Start Extracted text

I'm in a gushing hurry to finish many things before leaving to board with a dog and leave for Prague on Sunday, but I couldn't let your responses to my last post dangle as though I were too numb to absorb them. Indeed, your sympathy -- and in many cases, your shared experience -- had a profound impact on me. Possibly even more impacting was the effort and tears I put into writing that post and waking up on Monday to a calmer disposition.
It was weird, though. On Monday I felt like the previous couple of days had been a lost weekend, with grief instead of food or booze or something. I ran into a good friend who I see nearly every day and it was like I'd been far away to someplace bleak, like Chernobyl. But the air had cleared. The humidity dropped, the air was cleaner and cooler. I'd cried most of my available tears and had tried to articulate this process and its peculiar grief as best I could. I understand my reaction a little better and I definitely feel a community of people going through the same feelings.
But the price of having a little light back in my scope of vision has been not being able to get to sleep at night and waking to a churning stomach with all the things I have to do before I leave on Sunday. There comes a point in the afternoon when I wilt. I've been unable to get my body on to a subway to exchange dollars for crowns -- Herald Square feels amazingly too daunting for me. When I took a look at the Czech Airlines website, however, I saw that I could make the exchange at JFK.

End Extracted text

• Objective: Reproduce the blog post above word for word, in full. The data that comes next has no connection to the blog post.

Start Entries shown

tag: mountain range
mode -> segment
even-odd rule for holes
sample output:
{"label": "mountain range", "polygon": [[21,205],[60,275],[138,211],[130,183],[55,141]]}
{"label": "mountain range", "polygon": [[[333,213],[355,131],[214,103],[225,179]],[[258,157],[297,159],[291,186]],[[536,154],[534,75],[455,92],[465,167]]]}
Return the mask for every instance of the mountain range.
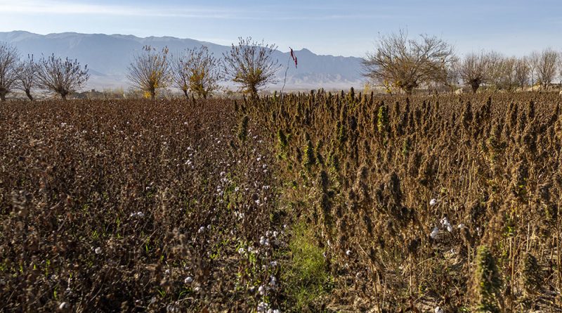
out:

End Entries shown

• Written response:
I'm in a gushing hurry to finish many things before leaving to board with a dog and leave for Prague on Sunday, but I couldn't let your responses to my last post dangle as though I were too numb to absorb them. Indeed, your sympathy -- and in many cases, your shared experience -- had a profound impact on me. Possibly even more impacting was the effort and tears I put into writing that post and waking up on Monday to a calmer disposition.
It was weird, though. On Monday I felt like the previous couple of days had been a lost weekend, with grief instead of food or booze or something. I ran into a good friend who I see nearly every day and it was like I'd been far away to someplace bleak, like Chernobyl. But the air had cleared. The humidity dropped, the air was cleaner and cooler. I'd cried most of my available tears and had tried to articulate this process and its peculiar grief as best I could. I understand my reaction a little better and I definitely feel a community of people going through the same feelings.
But the price of having a little light back in my scope of vision has been not being able to get to sleep at night and waking to a churning stomach with all the things I have to do before I leave on Sunday. There comes a point in the afternoon when I wilt. I've been unable to get my body on to a subway to exchange dollars for crowns -- Herald Square feels amazingly too daunting for me. When I took a look at the Czech Airlines website, however, I saw that I could make the exchange at JFK.